(Data records)
— BEGIN —

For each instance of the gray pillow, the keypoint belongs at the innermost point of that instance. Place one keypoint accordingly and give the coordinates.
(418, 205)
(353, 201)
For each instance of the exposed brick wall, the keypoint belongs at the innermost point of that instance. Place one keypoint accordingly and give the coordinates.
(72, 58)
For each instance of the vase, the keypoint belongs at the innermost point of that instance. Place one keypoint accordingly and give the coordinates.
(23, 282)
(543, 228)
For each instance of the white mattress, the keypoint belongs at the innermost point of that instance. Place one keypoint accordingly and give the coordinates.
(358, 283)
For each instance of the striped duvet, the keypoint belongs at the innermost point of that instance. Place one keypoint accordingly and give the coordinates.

— END —

_WRITTEN EXERCISE_: Can you recast the material above as a JSON list of strings, one string per line, leaving out any blank lines?

_CORRECT ANSWER_:
[
  "For each instance of the gray pillow, the keypoint belongs at the innermost point of that instance. Place one keypoint accordingly and give the coordinates.",
  "(418, 205)",
  "(353, 201)",
  "For each instance of the exposed brick wall, the keypoint belongs at the innermost point of that instance. Place one keypoint accordingly and give the coordinates.",
  "(72, 58)",
  "For each instance of the vase, the keypoint belongs at the innermost point of that instance. Place one keypoint accordingly and give the coordinates.",
  "(23, 282)",
  "(543, 228)",
  "For each instance of the white mattress, the keypoint belongs at the innermost point of that instance. Place one keypoint accordingly and give the coordinates.",
  "(358, 283)",
  "For each instance of the striped duvet, the keypoint belongs at the innermost point of that instance. Place one keypoint accordingly and give the coordinates."
]